WHAT TO DO. Restate all the material verbatim, except for the pictures.

DATA FOR THIS EXERCISE.
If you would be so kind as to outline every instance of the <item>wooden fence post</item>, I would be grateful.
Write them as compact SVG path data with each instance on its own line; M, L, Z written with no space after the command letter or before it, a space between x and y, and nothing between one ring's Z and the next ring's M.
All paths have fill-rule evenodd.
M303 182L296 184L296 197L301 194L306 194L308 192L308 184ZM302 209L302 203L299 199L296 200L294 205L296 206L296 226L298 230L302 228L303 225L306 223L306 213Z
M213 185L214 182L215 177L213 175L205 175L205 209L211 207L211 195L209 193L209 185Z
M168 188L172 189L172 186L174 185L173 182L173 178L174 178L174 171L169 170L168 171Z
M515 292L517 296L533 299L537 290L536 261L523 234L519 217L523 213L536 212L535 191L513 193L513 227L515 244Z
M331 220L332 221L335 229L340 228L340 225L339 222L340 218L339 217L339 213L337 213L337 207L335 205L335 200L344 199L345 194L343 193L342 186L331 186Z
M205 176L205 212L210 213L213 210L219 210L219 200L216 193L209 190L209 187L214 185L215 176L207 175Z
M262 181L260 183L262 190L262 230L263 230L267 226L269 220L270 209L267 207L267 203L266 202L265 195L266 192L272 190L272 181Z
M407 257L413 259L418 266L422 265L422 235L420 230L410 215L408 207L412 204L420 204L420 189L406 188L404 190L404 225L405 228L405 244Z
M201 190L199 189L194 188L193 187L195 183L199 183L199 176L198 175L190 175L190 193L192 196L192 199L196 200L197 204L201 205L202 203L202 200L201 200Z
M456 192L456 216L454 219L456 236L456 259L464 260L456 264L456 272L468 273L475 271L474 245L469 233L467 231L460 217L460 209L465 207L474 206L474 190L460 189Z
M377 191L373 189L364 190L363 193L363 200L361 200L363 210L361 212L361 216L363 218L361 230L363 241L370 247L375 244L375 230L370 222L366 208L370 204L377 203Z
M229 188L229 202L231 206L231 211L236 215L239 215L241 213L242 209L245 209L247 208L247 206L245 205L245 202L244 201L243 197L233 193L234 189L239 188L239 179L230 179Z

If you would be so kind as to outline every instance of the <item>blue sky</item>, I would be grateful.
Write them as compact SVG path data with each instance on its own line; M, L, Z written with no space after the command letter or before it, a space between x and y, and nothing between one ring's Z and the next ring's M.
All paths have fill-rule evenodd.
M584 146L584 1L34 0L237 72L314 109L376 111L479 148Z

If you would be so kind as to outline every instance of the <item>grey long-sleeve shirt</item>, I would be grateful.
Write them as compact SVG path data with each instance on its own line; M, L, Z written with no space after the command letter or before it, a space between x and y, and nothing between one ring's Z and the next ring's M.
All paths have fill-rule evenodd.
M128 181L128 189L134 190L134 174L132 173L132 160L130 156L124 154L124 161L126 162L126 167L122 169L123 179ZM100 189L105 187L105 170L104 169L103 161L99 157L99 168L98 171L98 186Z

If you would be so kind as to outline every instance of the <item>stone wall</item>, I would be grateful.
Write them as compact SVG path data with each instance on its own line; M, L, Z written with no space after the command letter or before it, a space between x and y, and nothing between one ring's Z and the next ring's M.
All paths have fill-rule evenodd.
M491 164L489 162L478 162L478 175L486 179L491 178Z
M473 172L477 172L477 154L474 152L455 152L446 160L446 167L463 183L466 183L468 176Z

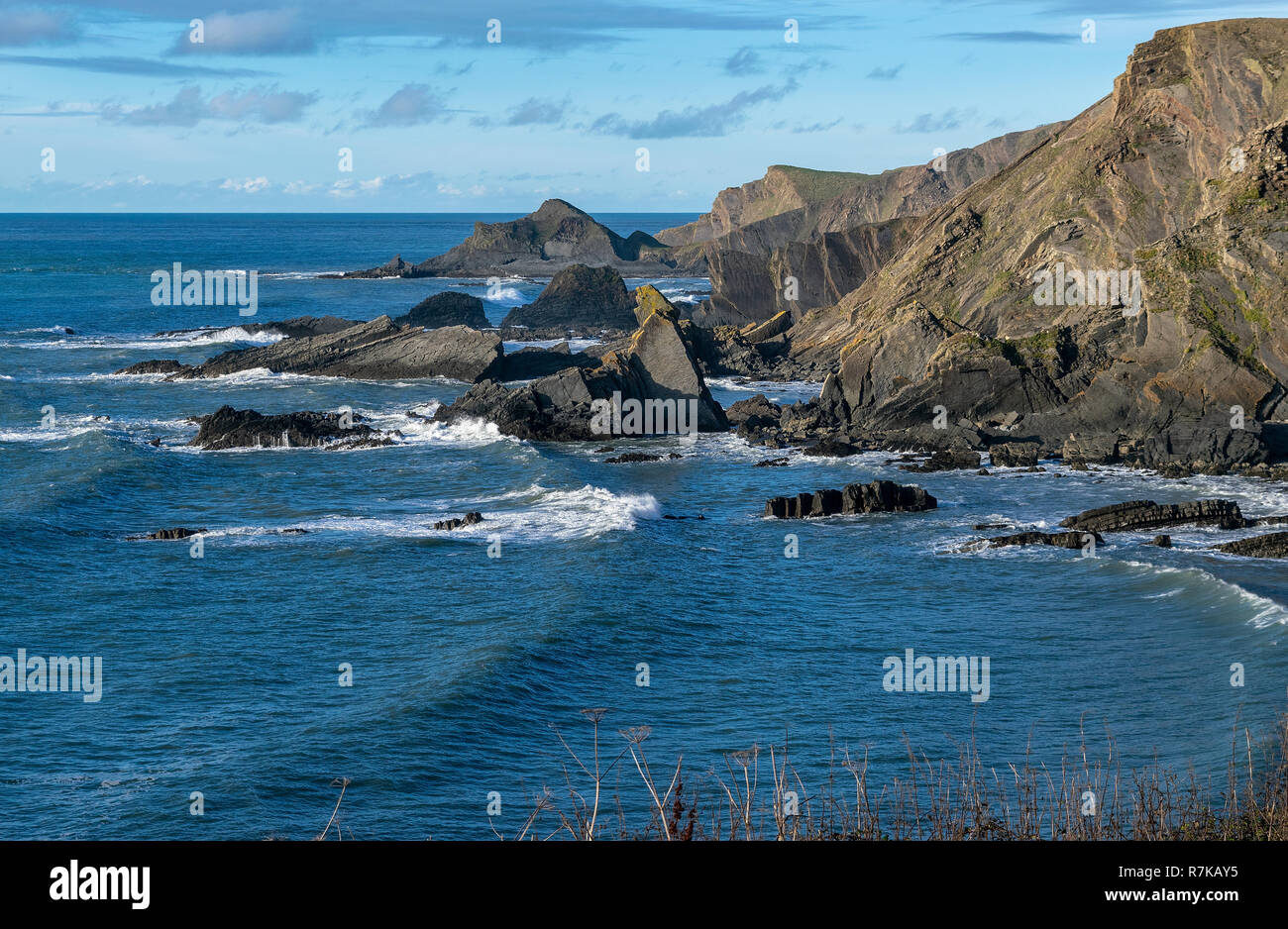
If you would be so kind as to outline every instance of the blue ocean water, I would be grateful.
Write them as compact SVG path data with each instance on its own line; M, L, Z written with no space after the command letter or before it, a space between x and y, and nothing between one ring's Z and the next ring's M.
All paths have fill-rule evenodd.
M975 524L1051 528L1126 499L1226 497L1252 516L1288 513L1283 484L1050 464L913 477L884 454L753 468L770 454L732 435L648 440L681 458L607 464L598 445L407 414L465 390L448 381L111 376L243 345L245 322L370 319L450 287L486 296L480 281L317 277L395 252L420 260L475 219L510 217L0 216L0 656L103 659L99 703L0 692L0 839L309 838L341 777L346 835L492 838L493 825L520 827L542 785L565 791L571 759L550 726L585 749L589 706L609 709L611 754L618 730L650 726L650 760L683 753L699 791L717 790L705 772L724 771L723 753L784 736L817 786L833 745L867 750L880 782L905 764L904 737L956 759L972 727L998 769L1027 749L1059 763L1082 726L1101 757L1108 730L1124 767L1193 763L1221 784L1235 727L1256 735L1283 708L1288 575L1206 549L1227 533L1175 530L1173 549L1113 535L1096 557L957 551L987 534ZM692 216L601 219L626 234ZM153 306L148 275L175 261L258 269L256 317ZM662 286L683 299L706 284ZM540 288L504 282L489 318ZM192 327L213 332L153 335ZM714 394L729 404L761 389L791 401L818 385L720 381ZM225 403L349 405L404 440L185 448L187 417ZM769 497L876 477L920 483L940 508L761 519ZM431 529L469 510L487 521ZM202 558L184 542L125 539L180 525L209 530ZM784 557L788 533L799 557ZM882 660L905 648L988 656L988 701L886 692ZM344 663L352 687L339 683ZM627 808L645 808L634 769L618 772ZM489 822L492 791L504 805Z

ANSWER.
If you would be so kind as to outline every instance of the <item>wooden fence post</item>, I would be grateful.
Write them as compact SVG path data with each instance on its own line; M, L, Z written with no space after the command letter or before it, a space between x and y, and nothing between one ring's Z and the next ring's M.
All paths have fill-rule evenodd.
M303 182L296 184L296 197L301 194L306 194L308 192L308 184ZM302 209L302 203L299 199L296 200L294 205L296 206L296 226L298 230L302 228L303 225L306 223L306 213Z
M213 185L214 182L215 177L213 175L205 175L205 209L211 207L211 195L209 193L209 185Z
M168 188L172 189L172 186L174 185L173 182L173 178L174 178L174 171L169 170L168 171Z
M515 292L517 296L533 299L537 290L536 261L523 234L519 217L523 213L536 212L535 191L513 193L513 227L515 244Z
M331 220L332 221L335 229L340 228L340 225L339 222L340 218L339 217L339 213L337 213L337 207L335 205L335 200L344 199L345 194L343 193L342 186L331 186Z
M205 176L205 212L210 213L213 210L219 210L219 200L216 193L209 190L209 187L214 185L215 176L207 175Z
M262 181L260 183L262 190L262 230L263 230L267 226L269 220L270 209L267 207L267 203L266 202L265 195L266 192L272 190L272 181Z
M407 257L413 259L418 266L422 265L422 235L420 230L410 215L408 207L412 204L420 204L420 189L406 188L404 190L404 225L405 228L405 244Z
M201 190L199 189L194 188L193 187L195 183L199 183L199 176L198 175L190 175L190 193L192 196L192 199L196 200L197 204L201 205L202 203L202 200L201 200Z
M456 192L456 216L454 219L456 236L456 259L464 260L456 264L456 272L468 273L475 271L474 245L469 233L467 231L460 217L460 209L465 207L474 206L474 190L460 189Z
M377 191L373 189L364 190L363 193L363 200L361 200L363 210L361 212L361 216L363 218L361 230L363 241L370 247L375 244L375 230L370 222L366 208L370 204L377 203Z
M229 188L229 202L231 206L231 211L236 215L239 215L241 213L242 209L245 209L247 208L247 206L245 205L245 202L244 201L243 197L233 193L234 189L239 188L239 179L230 179Z

If you would be so kind as to outline every instance of the <item>blue sky</item>, I would be grateful.
Write them as compact SVG path data with each instance on its own line; M, L, Z written with no space after the command letter or before it, a space between x and y, and nothing between one ring's Z and the next ring's M.
All paths have fill-rule evenodd.
M584 146L584 1L34 0L237 72L314 109L376 111L479 148Z

If you would be so kind as to outline every instance of the <item>grey long-sleeve shirt</item>, I would be grateful.
Write them as compact SVG path data with each instance on its own line; M, L, Z written with no space after the command letter or before it, a space between x and y, and nothing between one ring's Z and the next ring's M.
All paths have fill-rule evenodd.
M128 181L128 189L134 190L134 174L132 173L132 160L130 156L124 154L124 161L126 162L126 167L122 169L123 179ZM100 189L105 187L105 170L104 169L103 161L99 157L99 168L98 171L98 186Z

If you would be so kind as to outline every instance of the <item>stone wall</item>, I would be grateful.
Write them as compact SVG path data with each instance on its own line; M, L, Z written with no space after the command letter or before it, a space between x and y, and nothing between one ring's Z and the next ring's M.
All paths have fill-rule evenodd.
M491 164L489 162L478 162L478 175L486 179L491 178Z
M473 172L477 172L477 154L474 152L455 152L446 160L446 167L463 183L466 183L468 176Z

If you would be so kind as to outline every instance of the blue ocean water, I would be grateful.
Write them as compact SVG path data with each instance on its own line; M, L, Z written with no space after the command letter or before it, a space between x and y, and nothing between one ring's Z and the next ring's M.
All paths have fill-rule evenodd.
M975 524L1051 528L1126 499L1226 497L1252 516L1288 513L1283 484L1050 464L913 477L884 454L753 468L770 454L732 435L648 440L681 458L607 464L598 445L407 414L465 390L448 381L111 376L243 345L245 322L370 319L450 287L486 296L480 281L317 277L395 252L420 260L475 219L510 217L0 216L0 656L103 659L99 703L0 692L0 839L309 838L341 777L346 835L492 838L493 825L520 827L542 785L565 791L571 759L550 726L585 749L589 706L609 709L611 754L618 730L650 726L650 760L683 753L699 791L717 790L705 772L724 771L723 753L784 736L817 786L833 745L867 750L880 782L905 764L904 737L956 759L972 727L998 769L1027 749L1059 763L1082 726L1101 757L1108 730L1124 767L1193 763L1221 784L1235 727L1256 735L1283 708L1288 575L1206 549L1227 533L1175 530L1173 549L1113 535L1096 557L957 551L987 534ZM692 216L601 219L626 234ZM153 306L148 275L175 261L258 269L256 317ZM662 286L683 299L706 284ZM540 288L504 282L489 318ZM192 327L213 332L153 335ZM714 394L729 404L761 389L791 401L818 385L720 381ZM225 403L349 405L404 440L185 448L187 417ZM769 497L876 477L920 483L940 508L761 519ZM431 529L469 510L487 521ZM202 558L184 542L125 539L180 525L209 530ZM784 557L788 533L799 557ZM882 660L905 648L988 656L988 701L886 692ZM344 663L352 687L339 683ZM627 808L645 808L634 769L618 772ZM489 822L492 791L504 805Z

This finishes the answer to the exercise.